Listing -

'''

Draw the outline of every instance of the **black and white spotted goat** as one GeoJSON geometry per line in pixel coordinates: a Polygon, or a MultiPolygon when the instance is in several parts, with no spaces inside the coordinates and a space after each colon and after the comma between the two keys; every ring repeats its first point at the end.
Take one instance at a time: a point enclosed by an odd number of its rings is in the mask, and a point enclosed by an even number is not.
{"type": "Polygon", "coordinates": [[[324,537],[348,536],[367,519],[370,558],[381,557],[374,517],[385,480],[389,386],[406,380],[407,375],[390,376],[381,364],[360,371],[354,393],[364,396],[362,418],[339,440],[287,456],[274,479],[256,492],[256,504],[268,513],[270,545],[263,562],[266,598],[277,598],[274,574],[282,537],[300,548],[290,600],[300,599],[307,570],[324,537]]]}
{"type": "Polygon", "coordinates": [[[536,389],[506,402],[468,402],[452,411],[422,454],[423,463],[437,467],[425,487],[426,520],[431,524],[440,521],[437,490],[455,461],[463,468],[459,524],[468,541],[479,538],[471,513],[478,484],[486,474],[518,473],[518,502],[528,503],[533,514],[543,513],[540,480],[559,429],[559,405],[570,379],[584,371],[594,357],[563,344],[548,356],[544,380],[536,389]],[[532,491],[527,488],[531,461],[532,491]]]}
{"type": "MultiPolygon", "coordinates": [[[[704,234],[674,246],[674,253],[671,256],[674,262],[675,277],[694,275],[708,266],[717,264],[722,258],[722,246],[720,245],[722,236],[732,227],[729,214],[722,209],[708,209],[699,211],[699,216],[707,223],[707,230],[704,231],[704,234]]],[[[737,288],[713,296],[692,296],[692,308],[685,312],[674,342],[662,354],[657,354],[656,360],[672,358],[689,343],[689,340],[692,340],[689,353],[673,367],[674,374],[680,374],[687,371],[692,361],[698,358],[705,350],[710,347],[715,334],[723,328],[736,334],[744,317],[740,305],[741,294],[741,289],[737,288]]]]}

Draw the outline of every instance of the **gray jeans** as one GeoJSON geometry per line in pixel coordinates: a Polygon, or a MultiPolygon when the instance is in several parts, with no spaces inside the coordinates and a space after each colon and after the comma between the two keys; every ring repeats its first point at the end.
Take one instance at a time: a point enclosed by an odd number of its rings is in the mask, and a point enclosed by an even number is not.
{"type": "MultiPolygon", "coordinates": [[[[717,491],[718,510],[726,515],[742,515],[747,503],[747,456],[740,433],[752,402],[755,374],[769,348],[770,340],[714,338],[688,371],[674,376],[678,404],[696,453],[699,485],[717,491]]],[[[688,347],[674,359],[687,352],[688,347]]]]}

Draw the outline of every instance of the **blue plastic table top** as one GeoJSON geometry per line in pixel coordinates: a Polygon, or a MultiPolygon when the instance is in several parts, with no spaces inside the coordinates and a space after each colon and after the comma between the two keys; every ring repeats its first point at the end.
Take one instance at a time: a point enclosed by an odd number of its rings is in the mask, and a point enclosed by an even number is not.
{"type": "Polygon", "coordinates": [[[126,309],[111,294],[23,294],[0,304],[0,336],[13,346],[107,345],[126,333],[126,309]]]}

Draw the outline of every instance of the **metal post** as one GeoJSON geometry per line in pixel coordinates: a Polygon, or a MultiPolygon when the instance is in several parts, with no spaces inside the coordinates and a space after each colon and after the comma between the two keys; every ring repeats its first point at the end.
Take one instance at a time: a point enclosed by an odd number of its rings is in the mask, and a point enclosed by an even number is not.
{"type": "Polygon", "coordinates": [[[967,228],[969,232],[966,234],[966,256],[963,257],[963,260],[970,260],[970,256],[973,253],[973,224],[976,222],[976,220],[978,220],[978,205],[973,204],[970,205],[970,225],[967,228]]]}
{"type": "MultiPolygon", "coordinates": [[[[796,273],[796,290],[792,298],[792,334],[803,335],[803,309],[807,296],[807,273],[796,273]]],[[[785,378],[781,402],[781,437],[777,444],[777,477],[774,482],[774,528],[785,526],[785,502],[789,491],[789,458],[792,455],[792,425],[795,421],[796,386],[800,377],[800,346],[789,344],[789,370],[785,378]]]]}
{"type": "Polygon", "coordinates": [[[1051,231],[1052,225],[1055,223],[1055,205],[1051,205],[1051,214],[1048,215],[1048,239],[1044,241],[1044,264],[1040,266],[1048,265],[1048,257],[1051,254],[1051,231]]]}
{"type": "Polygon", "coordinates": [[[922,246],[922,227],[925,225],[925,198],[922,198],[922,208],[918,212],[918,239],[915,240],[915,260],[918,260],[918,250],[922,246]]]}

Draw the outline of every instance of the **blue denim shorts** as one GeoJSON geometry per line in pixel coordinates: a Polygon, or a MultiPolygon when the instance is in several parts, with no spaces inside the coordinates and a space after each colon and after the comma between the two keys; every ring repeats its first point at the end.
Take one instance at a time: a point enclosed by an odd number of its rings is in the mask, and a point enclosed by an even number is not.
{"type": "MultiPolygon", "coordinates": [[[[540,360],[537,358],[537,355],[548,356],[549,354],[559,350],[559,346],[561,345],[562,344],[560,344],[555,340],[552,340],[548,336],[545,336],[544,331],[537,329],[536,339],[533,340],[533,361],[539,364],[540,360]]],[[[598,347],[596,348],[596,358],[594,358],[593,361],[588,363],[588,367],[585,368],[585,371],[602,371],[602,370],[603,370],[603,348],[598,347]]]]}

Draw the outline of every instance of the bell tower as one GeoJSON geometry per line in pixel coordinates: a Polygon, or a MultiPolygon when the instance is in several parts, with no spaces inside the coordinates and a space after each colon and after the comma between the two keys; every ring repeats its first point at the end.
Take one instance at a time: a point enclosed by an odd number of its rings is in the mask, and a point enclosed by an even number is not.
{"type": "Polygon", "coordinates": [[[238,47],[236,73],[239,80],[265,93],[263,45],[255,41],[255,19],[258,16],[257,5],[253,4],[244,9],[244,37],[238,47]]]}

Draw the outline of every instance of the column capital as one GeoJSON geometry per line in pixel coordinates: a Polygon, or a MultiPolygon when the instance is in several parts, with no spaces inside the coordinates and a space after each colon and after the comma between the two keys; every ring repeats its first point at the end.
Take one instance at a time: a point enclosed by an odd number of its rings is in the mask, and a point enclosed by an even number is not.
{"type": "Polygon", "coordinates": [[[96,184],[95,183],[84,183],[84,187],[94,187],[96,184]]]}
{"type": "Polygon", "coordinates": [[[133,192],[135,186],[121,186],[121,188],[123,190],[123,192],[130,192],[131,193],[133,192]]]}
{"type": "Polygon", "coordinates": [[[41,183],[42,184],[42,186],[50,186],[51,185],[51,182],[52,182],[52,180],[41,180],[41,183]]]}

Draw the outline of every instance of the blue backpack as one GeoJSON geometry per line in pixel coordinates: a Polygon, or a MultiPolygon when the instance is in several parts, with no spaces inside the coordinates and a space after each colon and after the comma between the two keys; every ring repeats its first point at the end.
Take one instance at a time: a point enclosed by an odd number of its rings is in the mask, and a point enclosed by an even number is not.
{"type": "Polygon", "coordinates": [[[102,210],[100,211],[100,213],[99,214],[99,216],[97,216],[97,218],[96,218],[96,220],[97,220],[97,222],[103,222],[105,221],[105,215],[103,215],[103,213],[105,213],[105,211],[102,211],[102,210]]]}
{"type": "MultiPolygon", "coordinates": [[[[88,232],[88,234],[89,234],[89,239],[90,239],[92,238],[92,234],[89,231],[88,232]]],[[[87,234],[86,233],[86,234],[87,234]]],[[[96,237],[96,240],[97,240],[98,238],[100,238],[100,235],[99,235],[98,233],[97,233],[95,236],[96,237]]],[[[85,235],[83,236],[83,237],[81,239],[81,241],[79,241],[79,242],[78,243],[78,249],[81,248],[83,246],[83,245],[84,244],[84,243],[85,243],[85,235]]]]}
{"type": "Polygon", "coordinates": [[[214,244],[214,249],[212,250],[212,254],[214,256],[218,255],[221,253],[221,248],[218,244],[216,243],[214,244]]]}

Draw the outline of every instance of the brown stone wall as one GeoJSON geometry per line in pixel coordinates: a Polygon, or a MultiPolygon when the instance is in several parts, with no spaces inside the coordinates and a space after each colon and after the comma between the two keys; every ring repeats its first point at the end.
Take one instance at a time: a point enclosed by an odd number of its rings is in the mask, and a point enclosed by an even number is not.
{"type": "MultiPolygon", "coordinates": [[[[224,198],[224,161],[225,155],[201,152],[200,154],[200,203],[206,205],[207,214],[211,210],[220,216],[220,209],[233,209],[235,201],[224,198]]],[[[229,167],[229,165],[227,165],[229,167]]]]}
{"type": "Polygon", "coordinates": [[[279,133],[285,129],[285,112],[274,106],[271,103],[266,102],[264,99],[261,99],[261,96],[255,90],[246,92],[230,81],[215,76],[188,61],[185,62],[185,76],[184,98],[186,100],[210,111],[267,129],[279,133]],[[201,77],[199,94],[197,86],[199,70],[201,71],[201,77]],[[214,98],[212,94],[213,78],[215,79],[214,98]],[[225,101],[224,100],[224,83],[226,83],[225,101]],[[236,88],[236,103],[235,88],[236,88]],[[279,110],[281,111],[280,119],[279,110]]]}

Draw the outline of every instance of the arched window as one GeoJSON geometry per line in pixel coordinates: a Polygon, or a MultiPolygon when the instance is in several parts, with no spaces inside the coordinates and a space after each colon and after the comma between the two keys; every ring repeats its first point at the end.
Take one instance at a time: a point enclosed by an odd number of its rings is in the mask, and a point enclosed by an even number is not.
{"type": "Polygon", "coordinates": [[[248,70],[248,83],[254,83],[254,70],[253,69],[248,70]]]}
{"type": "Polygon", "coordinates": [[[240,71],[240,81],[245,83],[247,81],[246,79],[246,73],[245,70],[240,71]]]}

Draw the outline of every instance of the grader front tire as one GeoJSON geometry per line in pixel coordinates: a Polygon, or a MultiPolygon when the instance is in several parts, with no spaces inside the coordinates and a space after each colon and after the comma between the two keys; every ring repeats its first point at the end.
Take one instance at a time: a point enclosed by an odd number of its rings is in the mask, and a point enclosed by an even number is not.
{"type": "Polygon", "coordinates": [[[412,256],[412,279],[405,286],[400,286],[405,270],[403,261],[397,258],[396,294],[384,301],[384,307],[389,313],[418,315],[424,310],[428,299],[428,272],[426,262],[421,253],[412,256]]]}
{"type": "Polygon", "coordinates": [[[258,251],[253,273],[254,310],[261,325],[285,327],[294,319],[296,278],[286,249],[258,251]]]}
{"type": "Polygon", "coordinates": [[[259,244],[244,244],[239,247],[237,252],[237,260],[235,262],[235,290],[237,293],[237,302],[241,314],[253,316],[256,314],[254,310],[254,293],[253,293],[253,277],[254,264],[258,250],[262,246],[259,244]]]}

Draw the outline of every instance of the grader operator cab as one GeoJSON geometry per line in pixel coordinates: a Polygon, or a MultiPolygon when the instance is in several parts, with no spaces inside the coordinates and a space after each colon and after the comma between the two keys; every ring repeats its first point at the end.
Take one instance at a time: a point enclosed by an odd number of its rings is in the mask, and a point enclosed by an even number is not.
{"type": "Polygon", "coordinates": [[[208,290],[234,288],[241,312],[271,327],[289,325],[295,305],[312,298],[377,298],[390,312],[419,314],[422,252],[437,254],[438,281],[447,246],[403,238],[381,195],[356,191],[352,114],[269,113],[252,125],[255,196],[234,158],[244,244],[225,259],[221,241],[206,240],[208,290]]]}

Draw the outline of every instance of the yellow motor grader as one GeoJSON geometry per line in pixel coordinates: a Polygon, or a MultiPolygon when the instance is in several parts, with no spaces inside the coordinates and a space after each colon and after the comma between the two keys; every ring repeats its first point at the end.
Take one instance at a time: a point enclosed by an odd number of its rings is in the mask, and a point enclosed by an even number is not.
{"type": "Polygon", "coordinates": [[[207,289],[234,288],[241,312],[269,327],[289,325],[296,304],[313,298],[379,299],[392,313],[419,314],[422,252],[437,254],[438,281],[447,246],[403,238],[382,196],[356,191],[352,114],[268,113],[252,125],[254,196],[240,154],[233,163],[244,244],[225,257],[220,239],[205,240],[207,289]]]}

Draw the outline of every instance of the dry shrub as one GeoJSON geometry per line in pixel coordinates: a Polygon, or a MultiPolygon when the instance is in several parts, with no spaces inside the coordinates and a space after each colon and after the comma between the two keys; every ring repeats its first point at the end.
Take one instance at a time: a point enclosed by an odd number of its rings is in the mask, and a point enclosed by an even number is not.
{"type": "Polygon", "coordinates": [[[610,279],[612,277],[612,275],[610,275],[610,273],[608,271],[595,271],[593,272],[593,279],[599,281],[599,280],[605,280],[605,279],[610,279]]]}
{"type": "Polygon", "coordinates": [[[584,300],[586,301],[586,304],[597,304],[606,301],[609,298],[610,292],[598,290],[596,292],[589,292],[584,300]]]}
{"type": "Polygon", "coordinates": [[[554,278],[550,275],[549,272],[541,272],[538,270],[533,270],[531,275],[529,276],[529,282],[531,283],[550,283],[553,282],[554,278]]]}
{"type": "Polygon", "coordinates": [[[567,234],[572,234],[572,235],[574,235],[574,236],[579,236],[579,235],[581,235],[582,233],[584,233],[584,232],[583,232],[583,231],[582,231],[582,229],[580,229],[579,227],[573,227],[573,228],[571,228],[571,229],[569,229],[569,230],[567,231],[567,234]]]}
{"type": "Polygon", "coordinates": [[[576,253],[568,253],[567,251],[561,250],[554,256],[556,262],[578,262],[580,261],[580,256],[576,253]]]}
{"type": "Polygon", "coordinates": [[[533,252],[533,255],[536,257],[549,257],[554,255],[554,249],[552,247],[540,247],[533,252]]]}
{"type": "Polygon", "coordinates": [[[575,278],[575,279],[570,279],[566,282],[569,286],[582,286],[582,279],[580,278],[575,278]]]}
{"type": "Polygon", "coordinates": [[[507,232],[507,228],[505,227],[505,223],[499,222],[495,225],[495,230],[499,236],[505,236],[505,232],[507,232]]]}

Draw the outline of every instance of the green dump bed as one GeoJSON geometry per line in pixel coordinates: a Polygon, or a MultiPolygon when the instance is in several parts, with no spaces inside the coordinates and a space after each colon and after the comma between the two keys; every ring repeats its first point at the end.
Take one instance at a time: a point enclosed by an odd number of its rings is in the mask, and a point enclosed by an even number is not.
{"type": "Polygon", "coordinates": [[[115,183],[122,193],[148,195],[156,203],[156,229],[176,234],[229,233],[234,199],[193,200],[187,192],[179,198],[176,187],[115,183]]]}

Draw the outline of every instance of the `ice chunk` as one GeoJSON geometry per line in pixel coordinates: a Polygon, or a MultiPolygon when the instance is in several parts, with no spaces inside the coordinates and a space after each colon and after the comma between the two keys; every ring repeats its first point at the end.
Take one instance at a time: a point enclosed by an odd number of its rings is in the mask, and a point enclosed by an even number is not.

'''

Required task - Extract every line of the records that contains the word "blue".

Response for this exercise -
Draw the outline of every instance of the **blue plastic table top** as one GeoJSON geometry per line in pixel coordinates: a Polygon, or a MultiPolygon when the instance is in several parts, with no spaces inside the coordinates and a space after each colon and after the comma between the two keys; every ring repeats its first point at the end.
Draw the outline of every instance of the **blue denim shorts** as one GeoJSON geometry per line in pixel coordinates: a Polygon, or a MultiPolygon when the instance is in several parts, with no spaces inside the coordinates and a space after each colon and after the comma between the two keys; every ring repeats its first point at the end.
Draw the outline of every instance of the blue backpack as one GeoJSON geometry per line in pixel coordinates: a Polygon, or a MultiPolygon when the instance is in several parts, with no spaces inside the coordinates and a space after each colon and after the comma between the two keys; every ring repeats its first point at the end.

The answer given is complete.